Cyber Security and big data aren’t going hand in hand and that concerns me immensely.

Bruce Schneier has an excellent article about data as a toxic asset.

Up until now, the data we’ve lost or had leaked about us has been credit card numbers and basic identity. While a nuisance and unacceptable, it pales to the potential for big data breaches. We don’t even have a grip of the amount of data and nature of data stored out there about us in various big data repositories without our knowledge.

If you’re a data collector, so far the focus is on the upside, but it’s time to focus on the downside of data collection. Data storage is an asset AND a liability.

Big data tends to be distributed, in special databases with an emphasis on access performance. I have yet to see a meaningful discussion or focus on making sure to first securely architect big data. The focus is on accessing and mining the data, not the safe storage, access or audit controls.

We need to make sure that corporations start to focus on the liability side of collecting massive amounts of data just because or in case of future need and without tackling key considerations such as data retention. 

Can you imagine if all our personal nuances and preferences were disclosed from a variety of data sources? It’s unimaginable the damage and lasting effects it would have if everyone’s digital footprints were released in the wild.

Everyone needs to ask questions like:

- Why store it?

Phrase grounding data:
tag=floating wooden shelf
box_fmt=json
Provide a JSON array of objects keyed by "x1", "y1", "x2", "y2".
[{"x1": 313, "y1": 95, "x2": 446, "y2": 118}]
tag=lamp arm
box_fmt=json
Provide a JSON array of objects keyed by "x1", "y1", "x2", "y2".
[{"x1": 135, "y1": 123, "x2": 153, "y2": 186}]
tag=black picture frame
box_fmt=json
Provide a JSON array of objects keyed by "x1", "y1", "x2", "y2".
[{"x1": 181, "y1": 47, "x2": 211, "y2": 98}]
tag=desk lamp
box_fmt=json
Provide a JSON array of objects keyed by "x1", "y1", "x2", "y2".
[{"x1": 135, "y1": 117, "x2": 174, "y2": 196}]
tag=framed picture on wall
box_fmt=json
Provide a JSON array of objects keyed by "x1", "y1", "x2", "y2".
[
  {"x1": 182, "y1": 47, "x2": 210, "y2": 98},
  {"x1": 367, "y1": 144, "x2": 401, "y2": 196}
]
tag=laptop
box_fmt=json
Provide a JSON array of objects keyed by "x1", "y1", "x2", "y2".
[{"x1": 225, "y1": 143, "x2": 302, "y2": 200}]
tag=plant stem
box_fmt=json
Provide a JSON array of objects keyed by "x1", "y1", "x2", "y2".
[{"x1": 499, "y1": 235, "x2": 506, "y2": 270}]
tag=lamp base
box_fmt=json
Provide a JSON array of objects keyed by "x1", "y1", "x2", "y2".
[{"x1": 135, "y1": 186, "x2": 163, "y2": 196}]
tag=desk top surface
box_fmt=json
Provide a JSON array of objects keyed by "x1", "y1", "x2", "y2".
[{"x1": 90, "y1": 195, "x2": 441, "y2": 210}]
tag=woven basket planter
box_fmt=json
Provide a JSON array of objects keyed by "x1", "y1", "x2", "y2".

Exercise objective: Please copy the part of the big data security post starting with "Up until now, the" and going on through "without our knowledge.", substituting "bank account numbers" for "credit card numbers".

Problem solution:
Up until now, the data we’ve lost or had leaked about us has been bank account numbers and basic identity. While a nuisance and unacceptable, it pales to the potential for big data breaches. We don’t even have a grip of the amount of data and nature of data stored out there about us in various big data repositories without our knowledge.